▸ What this task involves: From the data below, copy exactly the lines that lie between the one holding "Target: fresh dill garnish" and the one holding "Target: black rim bowl", including both, and nothing more.

Top of Available records

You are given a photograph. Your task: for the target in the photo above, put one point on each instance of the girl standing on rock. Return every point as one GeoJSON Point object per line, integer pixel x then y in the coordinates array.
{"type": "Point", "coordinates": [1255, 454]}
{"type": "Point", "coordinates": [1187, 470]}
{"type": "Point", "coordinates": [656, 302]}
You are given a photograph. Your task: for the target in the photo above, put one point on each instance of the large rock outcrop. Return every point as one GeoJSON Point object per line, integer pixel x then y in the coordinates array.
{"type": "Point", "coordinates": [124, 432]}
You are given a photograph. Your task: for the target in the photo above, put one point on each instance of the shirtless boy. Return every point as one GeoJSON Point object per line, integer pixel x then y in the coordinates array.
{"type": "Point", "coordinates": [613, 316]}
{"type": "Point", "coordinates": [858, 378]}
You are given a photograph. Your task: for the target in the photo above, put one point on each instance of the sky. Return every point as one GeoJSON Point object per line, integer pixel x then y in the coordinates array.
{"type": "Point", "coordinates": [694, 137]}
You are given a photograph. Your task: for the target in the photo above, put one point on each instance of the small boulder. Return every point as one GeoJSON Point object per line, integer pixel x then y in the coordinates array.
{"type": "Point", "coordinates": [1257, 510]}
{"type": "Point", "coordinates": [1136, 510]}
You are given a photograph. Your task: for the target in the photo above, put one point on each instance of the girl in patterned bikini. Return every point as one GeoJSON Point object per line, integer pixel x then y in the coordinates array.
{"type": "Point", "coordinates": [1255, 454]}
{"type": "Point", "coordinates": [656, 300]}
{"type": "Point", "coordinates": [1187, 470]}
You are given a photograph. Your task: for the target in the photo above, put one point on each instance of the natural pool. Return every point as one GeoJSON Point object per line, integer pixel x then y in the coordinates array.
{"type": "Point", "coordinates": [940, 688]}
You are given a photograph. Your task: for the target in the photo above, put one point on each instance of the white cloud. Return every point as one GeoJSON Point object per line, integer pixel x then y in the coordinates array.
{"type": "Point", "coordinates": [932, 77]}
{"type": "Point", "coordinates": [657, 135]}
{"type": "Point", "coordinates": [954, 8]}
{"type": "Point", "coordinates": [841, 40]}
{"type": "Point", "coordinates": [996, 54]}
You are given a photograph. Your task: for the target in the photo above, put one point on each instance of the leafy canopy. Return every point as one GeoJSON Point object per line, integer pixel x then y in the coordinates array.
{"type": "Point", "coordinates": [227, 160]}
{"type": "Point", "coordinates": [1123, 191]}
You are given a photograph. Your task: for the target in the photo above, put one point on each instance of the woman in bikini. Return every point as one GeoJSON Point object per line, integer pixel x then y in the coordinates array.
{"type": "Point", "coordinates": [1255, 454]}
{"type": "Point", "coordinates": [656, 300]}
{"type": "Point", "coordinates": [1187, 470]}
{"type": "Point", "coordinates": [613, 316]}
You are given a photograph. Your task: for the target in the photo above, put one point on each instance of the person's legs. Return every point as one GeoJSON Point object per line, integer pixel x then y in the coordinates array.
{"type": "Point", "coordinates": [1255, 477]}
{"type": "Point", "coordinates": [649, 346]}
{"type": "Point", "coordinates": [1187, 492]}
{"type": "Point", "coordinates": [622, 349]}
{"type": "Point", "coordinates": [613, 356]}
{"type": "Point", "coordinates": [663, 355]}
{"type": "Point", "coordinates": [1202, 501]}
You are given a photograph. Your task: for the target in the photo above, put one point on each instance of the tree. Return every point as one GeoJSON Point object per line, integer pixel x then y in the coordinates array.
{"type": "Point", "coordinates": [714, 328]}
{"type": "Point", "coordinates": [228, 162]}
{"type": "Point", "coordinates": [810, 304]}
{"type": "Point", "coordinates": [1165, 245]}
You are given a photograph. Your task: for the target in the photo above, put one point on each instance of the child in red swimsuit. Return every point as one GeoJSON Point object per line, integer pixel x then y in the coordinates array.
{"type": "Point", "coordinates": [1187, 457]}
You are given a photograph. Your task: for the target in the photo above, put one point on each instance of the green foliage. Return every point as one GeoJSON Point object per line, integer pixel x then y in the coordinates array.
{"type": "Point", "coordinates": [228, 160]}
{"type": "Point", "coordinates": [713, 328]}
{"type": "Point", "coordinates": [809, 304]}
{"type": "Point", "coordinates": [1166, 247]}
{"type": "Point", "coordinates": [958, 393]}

Bottom of Available records
Top of Available records

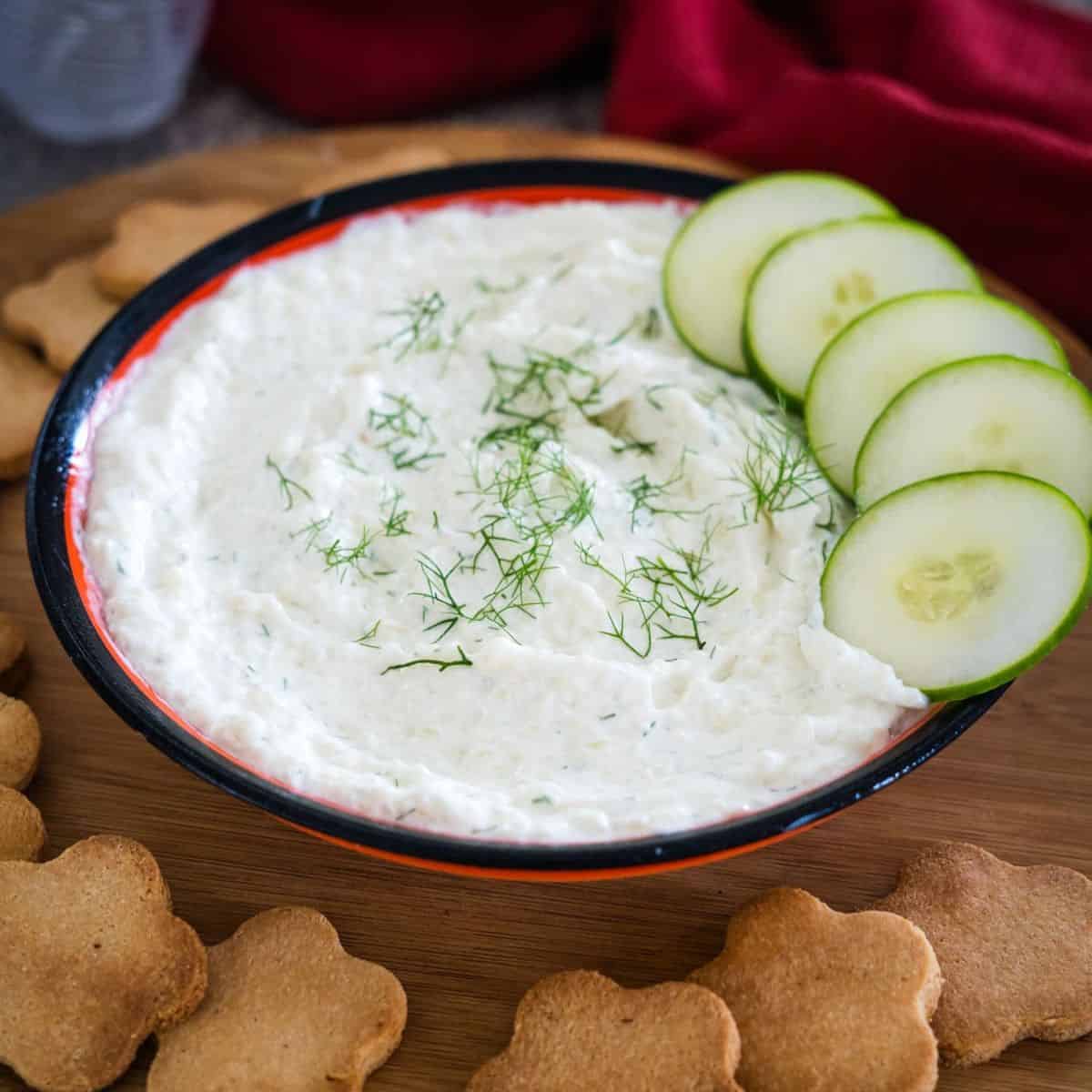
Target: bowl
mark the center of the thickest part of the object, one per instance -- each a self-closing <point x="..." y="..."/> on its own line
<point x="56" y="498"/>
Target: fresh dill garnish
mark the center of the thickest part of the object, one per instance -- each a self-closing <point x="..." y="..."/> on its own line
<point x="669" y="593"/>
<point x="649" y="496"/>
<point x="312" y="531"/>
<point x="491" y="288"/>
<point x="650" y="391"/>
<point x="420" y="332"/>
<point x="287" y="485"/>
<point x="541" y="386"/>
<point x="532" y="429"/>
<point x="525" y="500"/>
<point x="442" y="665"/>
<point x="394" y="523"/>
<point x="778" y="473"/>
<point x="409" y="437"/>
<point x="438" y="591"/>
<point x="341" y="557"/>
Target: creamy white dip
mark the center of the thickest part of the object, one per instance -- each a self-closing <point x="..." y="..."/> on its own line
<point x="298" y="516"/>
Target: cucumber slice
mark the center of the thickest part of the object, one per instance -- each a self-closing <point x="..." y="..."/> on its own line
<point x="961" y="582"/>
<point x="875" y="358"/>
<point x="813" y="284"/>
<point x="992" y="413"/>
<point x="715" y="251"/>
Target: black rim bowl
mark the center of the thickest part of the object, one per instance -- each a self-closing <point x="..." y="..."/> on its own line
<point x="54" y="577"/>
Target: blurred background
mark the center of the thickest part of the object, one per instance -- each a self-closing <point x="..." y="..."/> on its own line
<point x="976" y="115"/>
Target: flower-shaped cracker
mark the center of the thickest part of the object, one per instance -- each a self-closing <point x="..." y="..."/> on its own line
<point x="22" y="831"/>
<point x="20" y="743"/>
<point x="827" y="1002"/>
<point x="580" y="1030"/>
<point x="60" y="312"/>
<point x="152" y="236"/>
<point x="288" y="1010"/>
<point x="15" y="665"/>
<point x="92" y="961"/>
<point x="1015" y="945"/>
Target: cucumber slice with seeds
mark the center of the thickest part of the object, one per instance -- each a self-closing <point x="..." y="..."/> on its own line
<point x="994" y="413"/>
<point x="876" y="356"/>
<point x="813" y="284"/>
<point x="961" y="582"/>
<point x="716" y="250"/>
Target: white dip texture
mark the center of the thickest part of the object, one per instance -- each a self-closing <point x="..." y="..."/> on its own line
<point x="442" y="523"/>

Bottom of Available records
Top of Available records

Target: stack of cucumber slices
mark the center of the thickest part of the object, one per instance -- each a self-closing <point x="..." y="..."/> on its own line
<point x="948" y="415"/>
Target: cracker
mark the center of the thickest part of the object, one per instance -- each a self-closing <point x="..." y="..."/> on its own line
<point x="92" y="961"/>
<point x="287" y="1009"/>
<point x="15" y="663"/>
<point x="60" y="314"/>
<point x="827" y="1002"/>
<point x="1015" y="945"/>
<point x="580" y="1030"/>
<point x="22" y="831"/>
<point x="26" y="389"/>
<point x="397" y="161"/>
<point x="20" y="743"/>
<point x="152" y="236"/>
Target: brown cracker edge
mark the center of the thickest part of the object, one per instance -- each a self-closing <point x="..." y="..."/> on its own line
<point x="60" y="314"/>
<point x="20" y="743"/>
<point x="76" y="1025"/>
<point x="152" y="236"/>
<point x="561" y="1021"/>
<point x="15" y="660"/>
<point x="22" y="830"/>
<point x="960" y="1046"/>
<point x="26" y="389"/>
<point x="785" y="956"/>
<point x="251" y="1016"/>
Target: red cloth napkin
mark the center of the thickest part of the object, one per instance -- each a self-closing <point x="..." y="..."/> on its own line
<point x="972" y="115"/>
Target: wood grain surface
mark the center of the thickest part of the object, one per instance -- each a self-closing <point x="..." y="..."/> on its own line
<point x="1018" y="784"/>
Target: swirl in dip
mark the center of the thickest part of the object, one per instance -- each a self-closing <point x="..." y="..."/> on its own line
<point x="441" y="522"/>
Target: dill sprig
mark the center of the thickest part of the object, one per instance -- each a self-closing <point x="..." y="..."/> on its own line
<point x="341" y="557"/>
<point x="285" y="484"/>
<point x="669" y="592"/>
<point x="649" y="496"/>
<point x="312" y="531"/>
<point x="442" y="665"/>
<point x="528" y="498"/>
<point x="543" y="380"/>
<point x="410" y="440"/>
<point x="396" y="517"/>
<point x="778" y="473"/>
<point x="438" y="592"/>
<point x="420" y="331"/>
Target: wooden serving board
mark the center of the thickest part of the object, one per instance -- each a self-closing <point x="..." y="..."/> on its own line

Bottom of Available records

▸ Worked solution:
Target: fresh dill garnish
mark the center of the thickest part of the object, one per instance -- each a self-closing <point x="..." y="..."/> on its own line
<point x="669" y="593"/>
<point x="649" y="496"/>
<point x="312" y="531"/>
<point x="491" y="288"/>
<point x="650" y="391"/>
<point x="420" y="332"/>
<point x="287" y="485"/>
<point x="541" y="386"/>
<point x="532" y="429"/>
<point x="525" y="500"/>
<point x="442" y="665"/>
<point x="394" y="523"/>
<point x="778" y="473"/>
<point x="409" y="437"/>
<point x="438" y="591"/>
<point x="341" y="557"/>
Target: creamy white dip
mark the center of the thickest part of the object, one per instance -- each a self-closing <point x="..." y="..."/> on its own line
<point x="298" y="516"/>
Target: cucumber slice
mark the center of the thickest part of the object, one per instance -- each a self-closing <point x="..." y="..."/> on its own line
<point x="961" y="582"/>
<point x="875" y="358"/>
<point x="813" y="284"/>
<point x="992" y="413"/>
<point x="715" y="251"/>
Target: black rim bowl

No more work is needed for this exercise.